[Dataset entries]
= Beginning of Section =

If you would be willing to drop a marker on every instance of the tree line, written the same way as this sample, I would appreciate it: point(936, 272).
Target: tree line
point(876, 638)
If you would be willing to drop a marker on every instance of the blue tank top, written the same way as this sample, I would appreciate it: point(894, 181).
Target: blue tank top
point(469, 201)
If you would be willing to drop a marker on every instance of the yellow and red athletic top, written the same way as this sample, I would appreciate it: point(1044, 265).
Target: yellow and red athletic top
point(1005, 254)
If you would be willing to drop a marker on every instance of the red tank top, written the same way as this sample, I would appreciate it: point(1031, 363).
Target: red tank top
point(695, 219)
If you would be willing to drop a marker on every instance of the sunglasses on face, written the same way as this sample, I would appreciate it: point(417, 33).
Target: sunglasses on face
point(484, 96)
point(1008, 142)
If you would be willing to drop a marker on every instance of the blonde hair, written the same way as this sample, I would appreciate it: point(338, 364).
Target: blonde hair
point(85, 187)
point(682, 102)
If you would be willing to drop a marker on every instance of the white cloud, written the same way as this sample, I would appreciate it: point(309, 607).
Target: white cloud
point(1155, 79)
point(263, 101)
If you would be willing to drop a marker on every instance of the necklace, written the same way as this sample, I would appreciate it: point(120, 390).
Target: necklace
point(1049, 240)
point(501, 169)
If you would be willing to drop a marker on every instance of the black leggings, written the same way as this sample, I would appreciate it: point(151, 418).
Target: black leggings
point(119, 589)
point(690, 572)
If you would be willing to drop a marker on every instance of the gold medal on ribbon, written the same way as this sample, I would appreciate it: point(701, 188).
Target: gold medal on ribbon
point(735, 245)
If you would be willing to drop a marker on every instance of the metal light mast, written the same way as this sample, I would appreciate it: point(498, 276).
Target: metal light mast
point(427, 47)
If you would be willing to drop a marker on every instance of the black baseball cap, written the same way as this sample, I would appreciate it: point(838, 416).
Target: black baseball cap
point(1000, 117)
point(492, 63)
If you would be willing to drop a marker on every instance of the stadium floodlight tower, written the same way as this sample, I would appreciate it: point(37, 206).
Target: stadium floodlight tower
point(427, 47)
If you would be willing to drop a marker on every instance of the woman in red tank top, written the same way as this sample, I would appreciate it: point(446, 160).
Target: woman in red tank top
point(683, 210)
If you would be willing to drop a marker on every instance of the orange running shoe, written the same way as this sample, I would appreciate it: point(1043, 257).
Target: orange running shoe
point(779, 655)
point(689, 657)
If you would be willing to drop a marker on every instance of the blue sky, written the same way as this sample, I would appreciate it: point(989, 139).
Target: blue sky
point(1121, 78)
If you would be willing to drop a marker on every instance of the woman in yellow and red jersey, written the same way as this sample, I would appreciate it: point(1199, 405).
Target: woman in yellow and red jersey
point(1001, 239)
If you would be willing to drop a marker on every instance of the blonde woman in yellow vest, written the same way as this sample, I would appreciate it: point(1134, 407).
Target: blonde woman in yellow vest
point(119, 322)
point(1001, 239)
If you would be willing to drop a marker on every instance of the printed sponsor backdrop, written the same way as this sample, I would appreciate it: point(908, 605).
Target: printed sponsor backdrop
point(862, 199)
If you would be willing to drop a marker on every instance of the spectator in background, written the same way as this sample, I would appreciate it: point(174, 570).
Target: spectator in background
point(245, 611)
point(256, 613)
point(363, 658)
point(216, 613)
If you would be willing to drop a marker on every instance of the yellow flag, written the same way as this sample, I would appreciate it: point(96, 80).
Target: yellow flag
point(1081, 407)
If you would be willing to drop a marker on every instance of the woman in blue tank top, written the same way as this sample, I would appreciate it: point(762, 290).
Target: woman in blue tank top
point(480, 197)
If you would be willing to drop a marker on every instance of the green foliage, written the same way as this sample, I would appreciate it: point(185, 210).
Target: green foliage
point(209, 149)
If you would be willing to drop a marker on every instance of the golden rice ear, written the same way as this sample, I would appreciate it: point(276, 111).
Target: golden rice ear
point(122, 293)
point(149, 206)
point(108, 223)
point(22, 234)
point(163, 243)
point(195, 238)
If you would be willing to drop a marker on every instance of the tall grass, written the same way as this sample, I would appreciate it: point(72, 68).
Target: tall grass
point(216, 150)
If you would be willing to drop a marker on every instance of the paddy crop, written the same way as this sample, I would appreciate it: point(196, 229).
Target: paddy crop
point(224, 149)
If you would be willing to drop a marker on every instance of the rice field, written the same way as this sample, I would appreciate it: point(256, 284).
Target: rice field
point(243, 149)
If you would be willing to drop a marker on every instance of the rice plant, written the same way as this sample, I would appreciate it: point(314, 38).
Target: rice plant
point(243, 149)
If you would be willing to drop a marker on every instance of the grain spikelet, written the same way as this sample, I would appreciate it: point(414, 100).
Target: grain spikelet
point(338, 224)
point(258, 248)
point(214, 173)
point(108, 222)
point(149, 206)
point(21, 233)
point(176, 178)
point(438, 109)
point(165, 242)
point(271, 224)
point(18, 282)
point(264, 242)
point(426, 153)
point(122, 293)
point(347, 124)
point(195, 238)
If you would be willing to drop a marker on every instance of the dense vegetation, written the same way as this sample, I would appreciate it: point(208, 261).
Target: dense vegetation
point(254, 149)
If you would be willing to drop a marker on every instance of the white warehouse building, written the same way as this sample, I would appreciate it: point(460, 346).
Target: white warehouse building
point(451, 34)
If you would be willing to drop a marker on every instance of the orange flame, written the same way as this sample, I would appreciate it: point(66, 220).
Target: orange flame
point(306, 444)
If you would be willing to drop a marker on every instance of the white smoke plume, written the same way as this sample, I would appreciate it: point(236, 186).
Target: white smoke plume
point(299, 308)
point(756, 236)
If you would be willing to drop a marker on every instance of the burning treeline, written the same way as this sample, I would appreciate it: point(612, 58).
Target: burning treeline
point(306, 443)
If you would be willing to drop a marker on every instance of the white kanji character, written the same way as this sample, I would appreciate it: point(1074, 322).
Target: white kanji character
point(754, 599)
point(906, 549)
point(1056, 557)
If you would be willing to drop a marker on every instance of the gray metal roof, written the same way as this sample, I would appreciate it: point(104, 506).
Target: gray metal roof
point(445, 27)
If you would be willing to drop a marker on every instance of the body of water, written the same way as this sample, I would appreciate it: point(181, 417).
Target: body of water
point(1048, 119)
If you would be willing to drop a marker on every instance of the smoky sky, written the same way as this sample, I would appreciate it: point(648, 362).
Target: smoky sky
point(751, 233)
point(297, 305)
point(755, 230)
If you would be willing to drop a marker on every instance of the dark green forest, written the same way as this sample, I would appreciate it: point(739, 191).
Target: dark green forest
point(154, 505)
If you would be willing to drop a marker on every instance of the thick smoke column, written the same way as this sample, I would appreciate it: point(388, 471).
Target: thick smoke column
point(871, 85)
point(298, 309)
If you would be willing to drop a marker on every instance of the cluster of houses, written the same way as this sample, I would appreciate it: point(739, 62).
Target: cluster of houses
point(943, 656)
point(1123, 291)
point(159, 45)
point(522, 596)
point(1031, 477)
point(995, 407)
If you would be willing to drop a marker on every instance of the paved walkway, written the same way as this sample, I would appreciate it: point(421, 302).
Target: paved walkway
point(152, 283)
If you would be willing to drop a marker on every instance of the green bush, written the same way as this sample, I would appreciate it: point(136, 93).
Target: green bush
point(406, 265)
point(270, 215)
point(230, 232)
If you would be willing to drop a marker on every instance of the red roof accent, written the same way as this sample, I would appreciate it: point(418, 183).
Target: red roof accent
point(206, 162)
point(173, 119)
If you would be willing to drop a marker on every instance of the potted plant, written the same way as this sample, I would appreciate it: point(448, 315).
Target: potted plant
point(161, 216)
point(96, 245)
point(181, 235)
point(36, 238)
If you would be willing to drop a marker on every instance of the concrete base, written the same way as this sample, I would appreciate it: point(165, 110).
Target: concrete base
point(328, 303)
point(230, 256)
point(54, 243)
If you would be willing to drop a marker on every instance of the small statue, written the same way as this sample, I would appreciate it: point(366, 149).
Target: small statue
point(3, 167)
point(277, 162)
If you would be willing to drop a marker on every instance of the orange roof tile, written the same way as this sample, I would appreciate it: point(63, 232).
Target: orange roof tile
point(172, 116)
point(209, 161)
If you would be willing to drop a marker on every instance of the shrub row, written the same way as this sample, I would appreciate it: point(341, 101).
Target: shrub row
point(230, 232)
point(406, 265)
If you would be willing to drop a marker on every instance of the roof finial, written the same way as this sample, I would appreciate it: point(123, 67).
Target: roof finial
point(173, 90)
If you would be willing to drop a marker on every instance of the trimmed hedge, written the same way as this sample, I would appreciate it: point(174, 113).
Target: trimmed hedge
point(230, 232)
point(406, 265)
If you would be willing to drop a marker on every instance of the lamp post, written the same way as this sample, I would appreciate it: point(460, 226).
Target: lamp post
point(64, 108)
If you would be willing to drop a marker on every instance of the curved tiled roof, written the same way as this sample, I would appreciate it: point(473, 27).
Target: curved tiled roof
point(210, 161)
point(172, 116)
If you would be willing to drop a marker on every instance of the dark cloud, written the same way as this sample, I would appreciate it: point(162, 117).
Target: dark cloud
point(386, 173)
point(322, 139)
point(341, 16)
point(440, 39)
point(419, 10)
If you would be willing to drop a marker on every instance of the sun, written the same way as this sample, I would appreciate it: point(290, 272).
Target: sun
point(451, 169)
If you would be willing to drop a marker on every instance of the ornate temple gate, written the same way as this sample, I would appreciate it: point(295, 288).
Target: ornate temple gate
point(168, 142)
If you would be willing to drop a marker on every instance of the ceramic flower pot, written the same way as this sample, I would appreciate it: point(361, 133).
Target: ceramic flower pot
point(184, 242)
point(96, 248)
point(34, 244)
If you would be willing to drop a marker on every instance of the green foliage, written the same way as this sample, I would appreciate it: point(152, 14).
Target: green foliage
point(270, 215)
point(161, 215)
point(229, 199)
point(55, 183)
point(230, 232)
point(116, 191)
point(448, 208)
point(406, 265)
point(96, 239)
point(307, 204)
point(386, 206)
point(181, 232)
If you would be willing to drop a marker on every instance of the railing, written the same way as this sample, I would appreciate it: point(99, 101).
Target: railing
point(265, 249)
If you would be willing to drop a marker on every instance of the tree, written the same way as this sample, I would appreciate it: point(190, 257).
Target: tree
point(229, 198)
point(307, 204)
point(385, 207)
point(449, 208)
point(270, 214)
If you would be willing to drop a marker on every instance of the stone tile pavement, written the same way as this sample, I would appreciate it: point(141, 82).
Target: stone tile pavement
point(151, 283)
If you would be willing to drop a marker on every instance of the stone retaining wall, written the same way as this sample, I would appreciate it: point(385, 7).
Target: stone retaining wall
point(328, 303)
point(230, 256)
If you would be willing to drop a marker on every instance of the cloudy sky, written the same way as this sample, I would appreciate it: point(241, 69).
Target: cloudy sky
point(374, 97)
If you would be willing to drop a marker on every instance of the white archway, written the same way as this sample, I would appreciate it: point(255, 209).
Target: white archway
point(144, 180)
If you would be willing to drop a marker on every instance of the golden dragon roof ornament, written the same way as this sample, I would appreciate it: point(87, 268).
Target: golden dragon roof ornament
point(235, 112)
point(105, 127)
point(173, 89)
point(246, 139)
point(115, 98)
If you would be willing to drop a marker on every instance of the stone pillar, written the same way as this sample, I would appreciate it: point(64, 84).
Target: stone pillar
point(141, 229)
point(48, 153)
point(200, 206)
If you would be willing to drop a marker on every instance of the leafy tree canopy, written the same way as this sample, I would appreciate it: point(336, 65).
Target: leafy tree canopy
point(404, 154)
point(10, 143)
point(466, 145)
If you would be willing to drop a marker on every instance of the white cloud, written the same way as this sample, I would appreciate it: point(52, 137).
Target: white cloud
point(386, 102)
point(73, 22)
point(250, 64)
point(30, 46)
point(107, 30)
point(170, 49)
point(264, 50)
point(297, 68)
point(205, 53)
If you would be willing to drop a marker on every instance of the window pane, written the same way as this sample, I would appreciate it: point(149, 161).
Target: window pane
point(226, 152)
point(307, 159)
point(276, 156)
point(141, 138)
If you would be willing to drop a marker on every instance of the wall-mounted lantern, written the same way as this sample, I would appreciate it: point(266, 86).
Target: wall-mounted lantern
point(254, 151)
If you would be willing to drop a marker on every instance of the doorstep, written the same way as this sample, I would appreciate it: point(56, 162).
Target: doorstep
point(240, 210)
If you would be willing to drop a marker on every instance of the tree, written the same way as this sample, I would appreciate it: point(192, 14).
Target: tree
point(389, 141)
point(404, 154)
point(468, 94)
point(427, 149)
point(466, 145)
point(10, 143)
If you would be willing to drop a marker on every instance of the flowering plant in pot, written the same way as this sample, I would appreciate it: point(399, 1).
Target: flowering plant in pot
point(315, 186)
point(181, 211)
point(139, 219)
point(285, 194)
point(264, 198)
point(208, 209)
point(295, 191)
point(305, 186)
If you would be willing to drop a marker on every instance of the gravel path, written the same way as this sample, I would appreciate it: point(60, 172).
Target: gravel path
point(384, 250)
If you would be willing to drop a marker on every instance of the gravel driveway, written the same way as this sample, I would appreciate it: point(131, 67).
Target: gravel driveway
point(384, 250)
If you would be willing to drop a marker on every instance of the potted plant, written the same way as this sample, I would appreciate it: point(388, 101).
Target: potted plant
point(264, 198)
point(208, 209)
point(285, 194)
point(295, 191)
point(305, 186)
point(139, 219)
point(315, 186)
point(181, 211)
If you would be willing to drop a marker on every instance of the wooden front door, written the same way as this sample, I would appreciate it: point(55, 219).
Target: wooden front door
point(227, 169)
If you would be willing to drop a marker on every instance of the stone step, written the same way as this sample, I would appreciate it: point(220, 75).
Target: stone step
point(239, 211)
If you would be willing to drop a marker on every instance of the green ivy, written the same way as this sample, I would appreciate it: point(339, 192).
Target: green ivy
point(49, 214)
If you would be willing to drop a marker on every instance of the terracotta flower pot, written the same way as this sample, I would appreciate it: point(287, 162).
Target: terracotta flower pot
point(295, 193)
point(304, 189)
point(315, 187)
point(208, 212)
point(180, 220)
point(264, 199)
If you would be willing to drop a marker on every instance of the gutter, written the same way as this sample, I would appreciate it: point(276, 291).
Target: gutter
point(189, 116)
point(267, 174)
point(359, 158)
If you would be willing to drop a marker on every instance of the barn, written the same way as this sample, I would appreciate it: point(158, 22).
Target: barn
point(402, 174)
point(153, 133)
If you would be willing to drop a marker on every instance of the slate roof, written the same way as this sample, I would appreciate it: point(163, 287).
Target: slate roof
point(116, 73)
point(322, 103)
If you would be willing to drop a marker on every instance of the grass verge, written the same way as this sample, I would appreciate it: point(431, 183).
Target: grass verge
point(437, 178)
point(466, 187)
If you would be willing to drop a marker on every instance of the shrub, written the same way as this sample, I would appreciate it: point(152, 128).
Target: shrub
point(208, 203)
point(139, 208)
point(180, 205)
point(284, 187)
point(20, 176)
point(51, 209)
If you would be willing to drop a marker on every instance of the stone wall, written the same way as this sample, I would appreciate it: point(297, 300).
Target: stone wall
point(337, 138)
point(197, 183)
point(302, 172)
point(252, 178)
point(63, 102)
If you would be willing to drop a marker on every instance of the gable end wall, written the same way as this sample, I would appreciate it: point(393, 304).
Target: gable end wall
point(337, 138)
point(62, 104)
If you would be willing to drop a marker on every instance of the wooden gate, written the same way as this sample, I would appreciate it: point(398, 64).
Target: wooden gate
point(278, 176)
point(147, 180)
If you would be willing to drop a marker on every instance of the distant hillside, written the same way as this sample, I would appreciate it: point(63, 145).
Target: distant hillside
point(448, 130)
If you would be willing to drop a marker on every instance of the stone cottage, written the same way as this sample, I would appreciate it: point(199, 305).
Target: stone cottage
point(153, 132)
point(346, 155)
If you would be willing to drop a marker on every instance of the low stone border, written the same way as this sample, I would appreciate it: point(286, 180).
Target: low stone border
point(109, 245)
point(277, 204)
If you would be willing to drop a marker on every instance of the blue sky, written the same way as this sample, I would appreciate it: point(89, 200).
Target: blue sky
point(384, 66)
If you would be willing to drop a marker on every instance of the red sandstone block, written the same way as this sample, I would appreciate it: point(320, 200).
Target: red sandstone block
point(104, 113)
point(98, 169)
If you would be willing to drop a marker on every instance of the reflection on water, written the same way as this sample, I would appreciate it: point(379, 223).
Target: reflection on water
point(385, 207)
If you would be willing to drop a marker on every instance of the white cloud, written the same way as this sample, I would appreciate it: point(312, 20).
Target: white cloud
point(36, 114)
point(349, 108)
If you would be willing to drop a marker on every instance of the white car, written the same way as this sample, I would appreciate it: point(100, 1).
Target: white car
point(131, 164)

= End of Section =

Set down exactly, and only, the lines from the one containing "it: point(286, 180)." through the final line of the entries above.

If you would be willing to drop a marker on every instance of the low stone border, written the same way as this sample, I would appreciate it: point(286, 180).
Target: low stone border
point(109, 245)
point(277, 204)
If you would be willing to drop a marker on every instance of the blue sky, written the same way as this sample, I would appreciate it: point(89, 200).
Target: blue sky
point(384, 66)
If you would be willing to drop a marker on every instance of the red sandstone block, written the same way as this sample, I would appreciate it: point(320, 200).
Target: red sandstone block
point(104, 113)
point(98, 169)
If you would be willing to drop a marker on every instance of the reflection on water, written the same way as this sample, I would appreciate it: point(379, 223).
Target: reflection on water
point(385, 207)
If you would be willing to drop a marker on every instance of the white cloud, written the same way as this sample, I would appreciate it: point(312, 20).
Target: white cloud
point(36, 114)
point(349, 108)
If you would be willing to drop a marker on every instance of the white car, written the same way as this sample, I would appreciate it: point(100, 1).
Target: white car
point(131, 164)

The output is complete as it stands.